(Data records begins)
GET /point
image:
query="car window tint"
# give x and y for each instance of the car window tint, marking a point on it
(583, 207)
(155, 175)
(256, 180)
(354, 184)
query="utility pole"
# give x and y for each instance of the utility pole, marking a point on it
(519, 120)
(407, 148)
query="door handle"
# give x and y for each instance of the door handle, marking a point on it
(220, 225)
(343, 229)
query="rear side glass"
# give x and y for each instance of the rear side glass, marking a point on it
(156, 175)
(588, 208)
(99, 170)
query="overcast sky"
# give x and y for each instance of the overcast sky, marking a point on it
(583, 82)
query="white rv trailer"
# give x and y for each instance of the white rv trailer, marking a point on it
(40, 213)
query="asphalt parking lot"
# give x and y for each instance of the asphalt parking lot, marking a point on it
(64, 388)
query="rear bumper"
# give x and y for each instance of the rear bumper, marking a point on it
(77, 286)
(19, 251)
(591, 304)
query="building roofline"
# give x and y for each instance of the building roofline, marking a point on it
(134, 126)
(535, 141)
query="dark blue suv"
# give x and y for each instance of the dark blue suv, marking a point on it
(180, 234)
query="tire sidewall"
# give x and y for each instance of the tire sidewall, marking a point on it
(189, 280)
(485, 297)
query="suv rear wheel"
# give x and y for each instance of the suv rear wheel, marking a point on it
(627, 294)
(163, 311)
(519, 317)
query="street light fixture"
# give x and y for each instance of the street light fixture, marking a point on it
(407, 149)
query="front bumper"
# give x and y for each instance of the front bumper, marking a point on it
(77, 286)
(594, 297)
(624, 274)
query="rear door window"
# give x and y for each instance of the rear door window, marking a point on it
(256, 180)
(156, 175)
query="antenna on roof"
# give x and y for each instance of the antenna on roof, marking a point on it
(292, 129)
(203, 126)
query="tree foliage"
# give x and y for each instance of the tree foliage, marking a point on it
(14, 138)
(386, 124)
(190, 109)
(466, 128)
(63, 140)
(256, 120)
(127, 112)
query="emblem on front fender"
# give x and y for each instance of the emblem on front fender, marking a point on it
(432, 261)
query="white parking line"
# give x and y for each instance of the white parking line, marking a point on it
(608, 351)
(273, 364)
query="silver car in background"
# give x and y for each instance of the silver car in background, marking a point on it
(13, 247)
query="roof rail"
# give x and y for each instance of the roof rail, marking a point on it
(Data records ends)
**Work instruction:** Repeat the whole of the data above exactly as it appears.

**Answer area:**
GET /point
image:
query="car window tint"
# give x and y for each instance of the car window tint, marking a point on it
(583, 207)
(155, 175)
(256, 180)
(354, 184)
query="utility pole"
# give x and y for each instance of the utility pole, marking a point on it
(519, 120)
(407, 148)
query="door handle"
# give x and y for each instance of the door handle, marking a point on it
(220, 225)
(343, 229)
query="rear side glass"
# give x and y for each instance of the rear side glass, marking a point on it
(156, 175)
(588, 208)
(99, 170)
query="overcast sky"
# give x and y for each instance of the overcast sky, marking a point on it
(583, 82)
query="white rv trailer"
# give x and y for each instance of the white rv trailer, marking a point on it
(40, 213)
query="asphalt parking lot"
# give x and y for each instance of the asphalt parking lot, marking a point on it
(64, 388)
query="rear bumper"
# give x and y for each instance of the rear bumper, marking a point on it
(77, 286)
(19, 251)
(591, 304)
query="building roofline"
# give x and y for each instance of the building roofline, marking a point on it
(134, 126)
(535, 141)
query="dark blue suv"
# give x and y for each instance of the dark blue suv, marking a point on it
(180, 234)
query="tire sidewall"
# give x and y for each instance of the tire sidewall, marking a point on it
(189, 280)
(485, 297)
query="suv rear wheel"
# give x and y for each instance of the suv rear wheel, marking a point on it
(627, 294)
(163, 311)
(519, 317)
query="street light fixture"
# give x and y for each instance of the street light fixture, marking a point on it
(407, 149)
query="front bumper"
# give x and y for each instance of the front bumper, marking a point on it
(77, 286)
(594, 297)
(624, 274)
query="rear door window"
# give x and y for each instance of the rear door window, marking a point on it
(256, 180)
(156, 175)
query="antenna on roof"
# give x and y for each instance of the antenna on roof, marking a point on it
(292, 129)
(203, 126)
query="tree foliage"
# give x and y for each instance of the tree foliage, marking a point on it
(14, 138)
(386, 124)
(190, 109)
(466, 128)
(63, 140)
(256, 120)
(127, 112)
query="emblem on front fender"
# give x and y for each instance of the emblem on front fender, marking a point on it
(432, 261)
query="white parking line"
# give x and y for each instance of the white parking line, marking a point on it
(608, 351)
(273, 364)
query="silver car in background"
# give x and y for each instance of the silver car in background, marking a point on it
(13, 247)
query="roof rail"
# give x and y for each instance of the roof rail, marking a point on it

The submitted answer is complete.